BEGIN SUPPLIED RECORDS
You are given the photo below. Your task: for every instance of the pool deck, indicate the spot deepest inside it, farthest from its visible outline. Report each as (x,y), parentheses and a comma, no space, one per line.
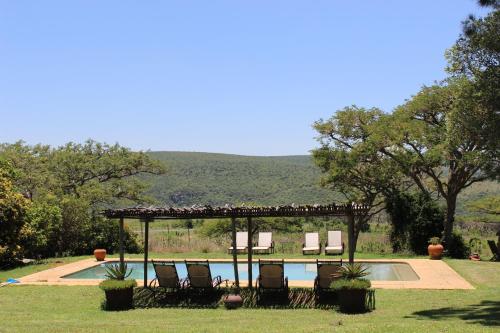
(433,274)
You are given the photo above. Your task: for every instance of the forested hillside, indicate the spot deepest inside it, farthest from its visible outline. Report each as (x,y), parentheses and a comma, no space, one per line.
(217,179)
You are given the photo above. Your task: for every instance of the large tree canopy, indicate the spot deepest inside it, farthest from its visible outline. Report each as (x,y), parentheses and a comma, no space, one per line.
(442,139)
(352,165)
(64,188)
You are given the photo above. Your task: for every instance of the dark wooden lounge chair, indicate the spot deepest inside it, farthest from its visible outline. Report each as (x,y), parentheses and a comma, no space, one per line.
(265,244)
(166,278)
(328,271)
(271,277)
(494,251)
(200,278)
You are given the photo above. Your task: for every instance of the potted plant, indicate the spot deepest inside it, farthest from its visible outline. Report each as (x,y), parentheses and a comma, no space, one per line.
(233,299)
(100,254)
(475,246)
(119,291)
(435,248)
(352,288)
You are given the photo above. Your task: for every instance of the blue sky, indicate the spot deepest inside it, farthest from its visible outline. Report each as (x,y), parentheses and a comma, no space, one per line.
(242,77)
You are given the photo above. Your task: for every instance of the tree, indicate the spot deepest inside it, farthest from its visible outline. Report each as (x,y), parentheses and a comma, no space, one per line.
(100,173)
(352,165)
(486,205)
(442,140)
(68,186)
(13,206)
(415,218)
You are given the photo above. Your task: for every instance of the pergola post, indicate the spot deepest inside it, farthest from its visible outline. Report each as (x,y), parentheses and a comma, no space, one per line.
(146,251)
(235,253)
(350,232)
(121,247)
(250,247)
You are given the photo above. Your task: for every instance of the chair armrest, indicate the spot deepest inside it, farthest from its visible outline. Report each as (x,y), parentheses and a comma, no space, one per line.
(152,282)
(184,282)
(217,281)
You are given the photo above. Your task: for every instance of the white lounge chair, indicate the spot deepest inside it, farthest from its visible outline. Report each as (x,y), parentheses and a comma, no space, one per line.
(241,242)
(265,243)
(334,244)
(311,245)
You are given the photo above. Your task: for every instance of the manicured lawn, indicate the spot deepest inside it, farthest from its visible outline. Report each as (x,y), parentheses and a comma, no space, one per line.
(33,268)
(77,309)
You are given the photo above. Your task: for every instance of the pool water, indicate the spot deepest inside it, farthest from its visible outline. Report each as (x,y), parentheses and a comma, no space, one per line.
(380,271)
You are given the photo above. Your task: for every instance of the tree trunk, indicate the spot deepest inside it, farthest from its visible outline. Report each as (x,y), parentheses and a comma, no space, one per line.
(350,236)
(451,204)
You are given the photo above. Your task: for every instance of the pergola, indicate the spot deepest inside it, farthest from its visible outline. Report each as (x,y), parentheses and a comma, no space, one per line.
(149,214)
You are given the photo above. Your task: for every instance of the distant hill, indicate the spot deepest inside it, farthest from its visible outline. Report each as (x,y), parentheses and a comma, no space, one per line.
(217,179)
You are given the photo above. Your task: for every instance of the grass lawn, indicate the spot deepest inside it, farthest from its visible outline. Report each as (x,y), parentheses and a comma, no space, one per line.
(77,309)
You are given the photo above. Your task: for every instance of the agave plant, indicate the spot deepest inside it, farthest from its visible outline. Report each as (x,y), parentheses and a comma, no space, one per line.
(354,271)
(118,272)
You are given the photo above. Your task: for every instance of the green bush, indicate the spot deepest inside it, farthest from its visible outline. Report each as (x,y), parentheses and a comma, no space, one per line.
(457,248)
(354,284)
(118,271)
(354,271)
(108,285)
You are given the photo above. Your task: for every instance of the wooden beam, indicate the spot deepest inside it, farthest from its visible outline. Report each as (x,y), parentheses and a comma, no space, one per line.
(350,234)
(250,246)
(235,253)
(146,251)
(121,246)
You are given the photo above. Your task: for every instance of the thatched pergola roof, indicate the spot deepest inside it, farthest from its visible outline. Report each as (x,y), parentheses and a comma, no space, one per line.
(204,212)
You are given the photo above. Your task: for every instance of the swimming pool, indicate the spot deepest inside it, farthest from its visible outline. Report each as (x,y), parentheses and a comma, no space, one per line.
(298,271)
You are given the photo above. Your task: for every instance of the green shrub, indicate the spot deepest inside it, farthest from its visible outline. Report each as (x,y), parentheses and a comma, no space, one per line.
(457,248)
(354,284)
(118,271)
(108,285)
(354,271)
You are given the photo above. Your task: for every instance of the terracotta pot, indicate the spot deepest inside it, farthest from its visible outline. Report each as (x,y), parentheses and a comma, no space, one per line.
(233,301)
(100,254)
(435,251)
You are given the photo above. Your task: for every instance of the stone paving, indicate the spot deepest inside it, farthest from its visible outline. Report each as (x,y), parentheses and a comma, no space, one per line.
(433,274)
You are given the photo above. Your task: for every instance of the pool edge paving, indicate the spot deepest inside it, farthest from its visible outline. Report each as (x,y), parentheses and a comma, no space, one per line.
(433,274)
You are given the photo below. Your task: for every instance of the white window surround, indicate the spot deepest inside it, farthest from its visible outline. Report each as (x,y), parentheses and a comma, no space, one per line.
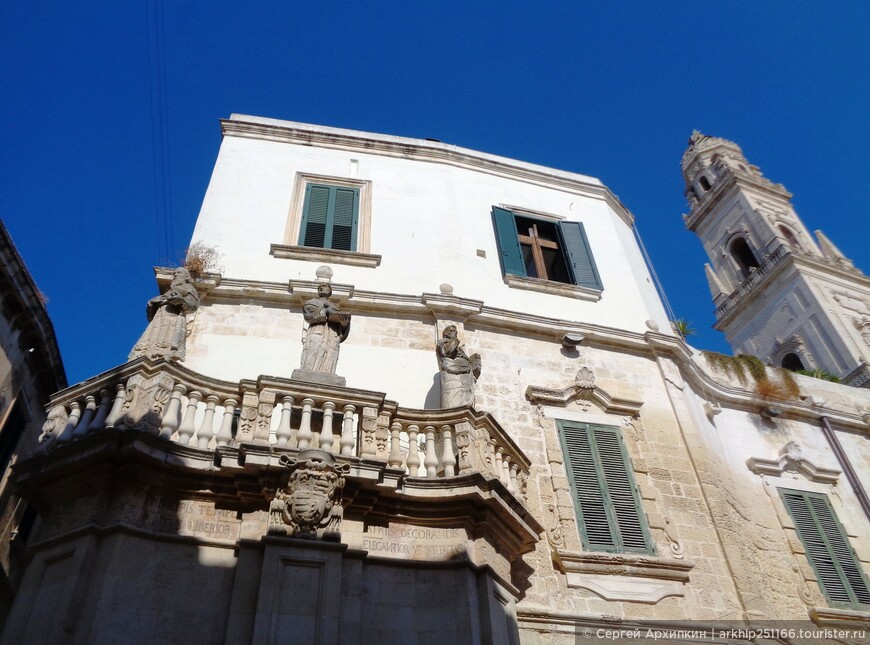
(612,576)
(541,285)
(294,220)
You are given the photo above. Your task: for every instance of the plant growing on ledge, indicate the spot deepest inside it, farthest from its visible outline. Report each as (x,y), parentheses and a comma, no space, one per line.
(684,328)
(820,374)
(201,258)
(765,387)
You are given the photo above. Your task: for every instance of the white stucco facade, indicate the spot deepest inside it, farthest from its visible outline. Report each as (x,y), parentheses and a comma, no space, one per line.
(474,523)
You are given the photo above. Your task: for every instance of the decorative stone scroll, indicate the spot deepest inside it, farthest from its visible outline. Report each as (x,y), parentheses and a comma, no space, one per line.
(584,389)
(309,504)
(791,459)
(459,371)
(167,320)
END SUPPLIED RECORDS
→ PROBLEM STATEMENT: Give back every record above word for word; the pictures have no place in it.

→ YOUR SOLUTION:
You are given the photo below. Your task: for every instance of the pool deck, indicate the spot deepest inside it, farthest from its visible outline. Report each as (x,y), parentheses and a comma, no space, one per line.
(433,274)
You are given the photo above. Your task: for every instance of the forested hillside, indicate the spot deepest inside it, farthest from its visible outline. Report each as (x,y), parentheses and a comma, no space, one per line.
(217,179)
You are given the photo above. Your task: for every instance of the large tree canopy, indicate the spot deepest inside it, farthest from its visible outline. Report each as (x,y), parentheses and a comma, no space, one per line.
(442,139)
(352,165)
(64,188)
You are given the photo above. Your task: for every instance of the dark wooden lounge chair, indicate the spot deepest inside it, farthest from its visible outline. Report each as (x,y), parentheses and a comma, no space, one per line.
(265,244)
(166,278)
(328,271)
(271,277)
(494,251)
(200,278)
You are given the photo above. Your task: for every instance of the potted plant, indicate the spot deepest inside it, farthest from its visible outline. Report each as (x,y), parentheses and a comma, no space, one per line.
(233,299)
(100,254)
(475,246)
(119,291)
(435,248)
(352,288)
You are given the photo above. Your task: for every instance of the blue sky, indicate the spot deepest inside it, farthest from its visible outline. Report each as (x,y), parentheses and a comma, no space, one per line.
(242,77)
You are given the photo above. Your task: for every instance of the tree, indicate the spot deepest inside it, farthest from its visible outline. Report each as (x,y), parentheses and a comma, no space, one per line.
(100,173)
(352,165)
(486,205)
(442,140)
(68,186)
(13,206)
(415,218)
You are given the photo above. Your task: for every instance of the pergola post, indicate the spot deepest inside it, farthest from its visible outline. Report each as (x,y), parentheses and a comma, no space, one per line.
(146,251)
(235,253)
(350,232)
(121,247)
(250,247)
You are given the photo above. Your task: for every instance of the chair armrest, indicate the spot deepest inside it, farthest from its visible outline. Report each as (x,y), parentheses and a comma, no space, one per line.
(152,282)
(184,282)
(217,281)
You are given the photo above. Your task: for every instance of the white lounge chair, indicate the spot deepest inside it, farthest from its visible outline. Report each as (x,y), parentheses and a comma, no space, one per line.
(241,242)
(265,243)
(334,244)
(311,245)
You are given the photo above. Your task: for every instance of the manicured lawn, indicate the spot deepest inside it, farthest from its visible outline. Report each as (x,y), parentheses and a comma, no space, one per line.
(33,268)
(77,309)
You are given the photo above. Your task: for every instance of the pool water, indicate the spot deepest inside it, farthest from its visible outline. Report each as (x,y), parentheses and a comma, no space, one per line.
(380,271)
You are given the photo above. Your task: for every instance of the tree trunk, indicate the spot deepest inside it, farthest from its visible outline. Report each as (x,y), parentheses and a comma, no space, one per line.
(350,236)
(451,204)
You are given the photo above. Your task: for every instance of the pergola, indicate the spot deepest inside it, farthest from its visible outline. Report each as (x,y), parentheses and a comma, no space, one per line.
(149,214)
You are given the photo above. Your task: for every instance of the distant hill, indicate the spot deepest inside it, farthest from its visible outline. Report each as (x,y), parentheses and a comma, no space, one per line.
(217,179)
You are given the photo above. Your task: for every instance of the grass lawn, indicate the spot deepest inside it, farthest from its visible outline. Report each as (x,y), parentheses and a comma, no space, one per line.
(77,309)
You are given the photo above. Your task: for every instance of the agave plant, indicate the spot deepest inside it, farthest from its visible outline. Report each as (x,y), parentheses and a comma, no space, one per line.
(354,271)
(118,272)
You are given the photo above. Your task: for every instance of the green bush, indicate the spot deepest inside it, farthest from its visible outline. Report each as (x,y), parentheses and a comma, no space, one per line.
(457,248)
(354,284)
(118,271)
(354,271)
(108,285)
You are given the photo above. Your task: for every instance of the wooden beam, indicate the spot deepest inside it, farthest from its visible outline. Report each as (x,y), parentheses and a comma, no space, one per line.
(350,234)
(250,246)
(235,253)
(146,251)
(121,246)
You are given the photo above. Your task: for every instance of the thatched pergola roof, indicate the spot deepest inside it, farthest from its visible outline. Report each as (x,y), parentheses and a comma, no space, one per line.
(204,212)
You are given the photo above. Your task: for every instance of the swimming pool, indicate the spot deepest inside it, farthest from its visible outline. Report each as (x,y), parentheses and a comma, no space, one per line.
(298,271)
You are given the photo above. Your task: for every instance of the green shrub, indicate the spot deepest inside it, farthest from its visible outline. Report each as (x,y), parentheses and a comma, no space, one per line.
(457,248)
(354,284)
(118,271)
(108,285)
(354,271)
You are given the photo above. Your task: for every instance of the terracotta pot, indicate the spot deepest inside it, farthest from its visible outline. Report each as (x,y), parentheses and a comma, no space, one per line.
(233,301)
(100,254)
(435,251)
You are given the photo above. Your task: for every instance of the stone paving, indicate the spot deepest inside it, farthest from its visible outline. Report each as (x,y), parentheses and a comma, no space, one per line.
(433,274)
You are given the photo above. Your task: for every instance of the pool edge paving, indicate the spot deepest inside it, farthest from its visible outline. Report each as (x,y), parentheses and a comma, no space, one per line.
(433,274)
You are given the photo below. Your task: for every instance of the white window surround, indicate the spot deepest inside it, farthest from its visible outline. Report each as (x,y), parentheses and a comma, no space, one per line.
(612,576)
(541,285)
(294,220)
You are given the photo above. Your task: for every instance of the plant growing on ledge, indicate the spot deepest inside it, farthest from its visible outline. Report each as (x,y), parentheses and a comma, no space, one per line.
(684,328)
(820,374)
(201,258)
(765,387)
You are given the photo above. Your task: for every instance of the white stucco facade, indicate the spot deepest inside it, farthest from its visible outline. Report each as (x,y), parentheses and a comma, no space, one per line.
(474,523)
You are given the photo above. Your task: for every instance of the decorative stone scroll, indicate the spot deepest inside it, farthest from its visible outline. Report each as (x,y), parentheses and a comma, no space, one per line.
(584,389)
(309,504)
(791,459)
(459,371)
(167,320)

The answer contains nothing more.